-------- DATASET ENTRIES --------
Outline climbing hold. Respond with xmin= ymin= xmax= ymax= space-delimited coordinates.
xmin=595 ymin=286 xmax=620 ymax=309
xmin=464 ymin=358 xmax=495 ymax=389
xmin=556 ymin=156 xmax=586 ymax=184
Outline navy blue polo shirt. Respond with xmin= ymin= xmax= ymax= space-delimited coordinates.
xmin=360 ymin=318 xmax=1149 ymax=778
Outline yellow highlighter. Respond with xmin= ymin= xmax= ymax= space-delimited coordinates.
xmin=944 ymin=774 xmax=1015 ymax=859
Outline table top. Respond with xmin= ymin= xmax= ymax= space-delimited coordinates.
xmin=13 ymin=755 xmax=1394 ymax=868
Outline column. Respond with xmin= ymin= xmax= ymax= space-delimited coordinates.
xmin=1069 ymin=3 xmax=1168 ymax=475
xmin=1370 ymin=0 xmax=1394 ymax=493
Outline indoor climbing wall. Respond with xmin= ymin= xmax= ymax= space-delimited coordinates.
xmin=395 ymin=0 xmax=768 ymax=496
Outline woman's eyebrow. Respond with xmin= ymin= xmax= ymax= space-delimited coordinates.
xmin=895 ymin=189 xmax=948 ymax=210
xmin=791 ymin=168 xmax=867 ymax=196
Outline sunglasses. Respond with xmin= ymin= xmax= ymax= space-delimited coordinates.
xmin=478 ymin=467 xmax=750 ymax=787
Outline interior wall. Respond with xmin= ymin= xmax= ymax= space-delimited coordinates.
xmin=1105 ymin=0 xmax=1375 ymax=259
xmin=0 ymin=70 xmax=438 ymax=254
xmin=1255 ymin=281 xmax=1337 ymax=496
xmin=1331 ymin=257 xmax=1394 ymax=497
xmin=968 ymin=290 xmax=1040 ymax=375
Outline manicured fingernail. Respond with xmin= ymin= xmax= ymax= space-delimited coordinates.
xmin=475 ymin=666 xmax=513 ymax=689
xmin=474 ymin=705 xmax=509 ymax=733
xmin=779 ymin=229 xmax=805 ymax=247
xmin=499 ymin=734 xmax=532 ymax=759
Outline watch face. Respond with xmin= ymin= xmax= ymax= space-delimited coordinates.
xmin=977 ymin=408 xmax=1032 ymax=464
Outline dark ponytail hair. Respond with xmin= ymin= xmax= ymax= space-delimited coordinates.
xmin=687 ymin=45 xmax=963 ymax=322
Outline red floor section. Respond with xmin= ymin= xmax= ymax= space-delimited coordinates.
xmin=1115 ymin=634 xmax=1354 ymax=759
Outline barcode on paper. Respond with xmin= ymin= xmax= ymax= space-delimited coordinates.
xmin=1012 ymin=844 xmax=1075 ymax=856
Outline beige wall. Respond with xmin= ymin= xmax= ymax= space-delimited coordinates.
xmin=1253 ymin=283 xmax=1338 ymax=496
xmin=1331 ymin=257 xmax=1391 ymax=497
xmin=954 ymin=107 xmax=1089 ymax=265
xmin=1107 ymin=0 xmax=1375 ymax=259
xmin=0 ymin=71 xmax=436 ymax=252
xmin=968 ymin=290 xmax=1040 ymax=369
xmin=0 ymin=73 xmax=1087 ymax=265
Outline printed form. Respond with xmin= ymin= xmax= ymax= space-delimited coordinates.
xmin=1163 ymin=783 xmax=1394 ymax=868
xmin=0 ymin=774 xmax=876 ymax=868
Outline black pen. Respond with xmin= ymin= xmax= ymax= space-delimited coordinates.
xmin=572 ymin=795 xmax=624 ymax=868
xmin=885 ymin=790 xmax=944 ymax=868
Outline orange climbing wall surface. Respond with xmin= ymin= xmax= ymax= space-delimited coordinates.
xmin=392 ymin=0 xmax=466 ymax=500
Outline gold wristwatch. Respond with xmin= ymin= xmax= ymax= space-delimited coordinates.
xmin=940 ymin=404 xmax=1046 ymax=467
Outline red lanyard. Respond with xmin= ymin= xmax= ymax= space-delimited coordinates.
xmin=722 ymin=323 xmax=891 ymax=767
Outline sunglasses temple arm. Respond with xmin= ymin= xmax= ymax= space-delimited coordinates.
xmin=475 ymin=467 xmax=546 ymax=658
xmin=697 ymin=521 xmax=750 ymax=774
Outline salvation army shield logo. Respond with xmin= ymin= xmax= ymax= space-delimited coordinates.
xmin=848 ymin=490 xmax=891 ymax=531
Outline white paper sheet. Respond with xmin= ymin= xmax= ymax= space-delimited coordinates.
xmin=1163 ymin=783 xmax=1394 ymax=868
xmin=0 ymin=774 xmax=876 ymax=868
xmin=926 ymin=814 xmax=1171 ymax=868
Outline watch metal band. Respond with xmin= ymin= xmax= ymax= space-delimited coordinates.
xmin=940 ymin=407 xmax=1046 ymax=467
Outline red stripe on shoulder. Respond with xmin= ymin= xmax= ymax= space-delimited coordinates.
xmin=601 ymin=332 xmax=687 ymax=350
--------
**SET TASK**
Could you put every line of the records above into a Markdown table with two columns, Row and Line, numbering the rows and skipping any blank lines?

**SOLUTION FOR THIS PROBLEM**
| Row | Line |
|---|---|
| 1 | Outline climbing hold. Respond with xmin= ymin= xmax= ymax= space-delimited coordinates. |
| 2 | xmin=595 ymin=286 xmax=620 ymax=309 |
| 3 | xmin=464 ymin=358 xmax=495 ymax=389 |
| 4 | xmin=556 ymin=156 xmax=586 ymax=184 |
| 5 | Outline navy blue polo shirt. Respond with xmin= ymin= xmax= ymax= space-delimited coordinates. |
| 6 | xmin=360 ymin=318 xmax=1149 ymax=778 |
| 7 | Outline yellow highlighter. Respond with xmin= ymin= xmax= ymax= space-delimited coordinates. |
| 8 | xmin=944 ymin=774 xmax=1015 ymax=859 |
| 9 | Outline table top. Respond with xmin= ymin= xmax= ymax= space-delimited coordinates. |
| 10 | xmin=13 ymin=755 xmax=1394 ymax=868 |
| 11 | Outline column. Respond with xmin= ymin= xmax= ymax= space-delimited coordinates. |
| 12 | xmin=1069 ymin=3 xmax=1168 ymax=475 |
| 13 | xmin=1370 ymin=0 xmax=1394 ymax=493 |
| 14 | Outline indoor climbing wall. Respond with xmin= ymin= xmax= ymax= space-delimited coordinates. |
| 15 | xmin=395 ymin=0 xmax=768 ymax=496 |
| 16 | Outline woman's eyebrow. Respond with xmin= ymin= xmax= ymax= space-delimited coordinates. |
| 17 | xmin=895 ymin=189 xmax=948 ymax=210 |
| 18 | xmin=791 ymin=168 xmax=867 ymax=196 |
| 19 | Outline sunglasses. Respond with xmin= ymin= xmax= ymax= space-delimited coordinates. |
| 20 | xmin=478 ymin=467 xmax=750 ymax=787 |
| 21 | Outline interior wall. Respond with xmin= ymin= xmax= ymax= space-delimited coordinates. |
| 22 | xmin=1105 ymin=0 xmax=1375 ymax=259 |
| 23 | xmin=0 ymin=70 xmax=438 ymax=254 |
| 24 | xmin=1255 ymin=281 xmax=1337 ymax=496 |
| 25 | xmin=1331 ymin=257 xmax=1394 ymax=497 |
| 26 | xmin=968 ymin=290 xmax=1040 ymax=375 |
| 27 | Outline manicured fingernail. Respond with xmin= ymin= xmax= ymax= space-delimited coordinates. |
| 28 | xmin=475 ymin=666 xmax=513 ymax=689 |
| 29 | xmin=474 ymin=705 xmax=509 ymax=733 |
| 30 | xmin=779 ymin=229 xmax=805 ymax=247 |
| 31 | xmin=499 ymin=734 xmax=532 ymax=759 |
| 32 | Outline watch face. Respond with xmin= ymin= xmax= ymax= space-delimited coordinates. |
| 33 | xmin=977 ymin=408 xmax=1032 ymax=464 |
| 34 | Outline dark ponytail hair. Respond with xmin= ymin= xmax= ymax= space-delimited coordinates. |
| 35 | xmin=687 ymin=45 xmax=963 ymax=322 |
| 36 | Outline red floor section. Respond with xmin= ymin= xmax= ymax= space-delimited coordinates. |
| 37 | xmin=1115 ymin=634 xmax=1354 ymax=759 |
| 38 | Outline barcode on paper. Respond with xmin= ymin= xmax= ymax= space-delimited coordinates. |
| 39 | xmin=1012 ymin=844 xmax=1075 ymax=856 |
| 40 | Outline beige wall. Respond with xmin= ymin= xmax= ymax= space-delimited coordinates. |
| 41 | xmin=1253 ymin=283 xmax=1338 ymax=496 |
| 42 | xmin=1331 ymin=257 xmax=1391 ymax=497 |
| 43 | xmin=954 ymin=107 xmax=1089 ymax=265 |
| 44 | xmin=1107 ymin=0 xmax=1375 ymax=259 |
| 45 | xmin=0 ymin=71 xmax=436 ymax=252 |
| 46 | xmin=968 ymin=290 xmax=1040 ymax=369 |
| 47 | xmin=0 ymin=73 xmax=1087 ymax=265 |
| 48 | Outline printed form. Respond with xmin= ymin= xmax= ymax= space-delimited coordinates. |
| 49 | xmin=1163 ymin=783 xmax=1394 ymax=868 |
| 50 | xmin=0 ymin=774 xmax=876 ymax=868 |
| 51 | Outline black pen. Respond with xmin= ymin= xmax= ymax= space-delimited coordinates. |
| 52 | xmin=572 ymin=795 xmax=624 ymax=868 |
| 53 | xmin=885 ymin=790 xmax=944 ymax=868 |
| 54 | Outline orange climbing wall surface. Respond with xmin= ymin= xmax= ymax= space-delimited coordinates. |
| 55 | xmin=392 ymin=0 xmax=466 ymax=500 |
| 56 | Outline gold wristwatch. Respond with xmin= ymin= xmax= ymax= space-delimited coordinates. |
| 57 | xmin=940 ymin=404 xmax=1046 ymax=467 |
| 58 | Outline red lanyard. Respond with xmin= ymin= xmax= ymax= space-delimited coordinates. |
| 59 | xmin=722 ymin=323 xmax=891 ymax=767 |
| 60 | Outline sunglasses temple arm. Respond with xmin= ymin= xmax= ymax= space-delimited coordinates. |
| 61 | xmin=475 ymin=467 xmax=546 ymax=658 |
| 62 | xmin=697 ymin=521 xmax=750 ymax=774 |
| 63 | Outline salvation army shield logo. Respond with xmin= ymin= xmax= ymax= space-delimited coordinates. |
| 64 | xmin=848 ymin=490 xmax=891 ymax=531 |
| 65 | Outline white paper sheet. Respond with xmin= ymin= xmax= ymax= space-delimited coordinates. |
| 66 | xmin=1163 ymin=783 xmax=1394 ymax=868 |
| 67 | xmin=0 ymin=774 xmax=876 ymax=868 |
| 68 | xmin=926 ymin=814 xmax=1171 ymax=868 |
| 69 | Outline watch metal band. Respond with xmin= ymin= xmax= ymax= space-delimited coordinates. |
| 70 | xmin=940 ymin=407 xmax=1046 ymax=467 |
| 71 | Outline red stripe on shoulder. Respond with xmin= ymin= xmax= ymax= space-delimited coordinates. |
| 72 | xmin=601 ymin=332 xmax=687 ymax=350 |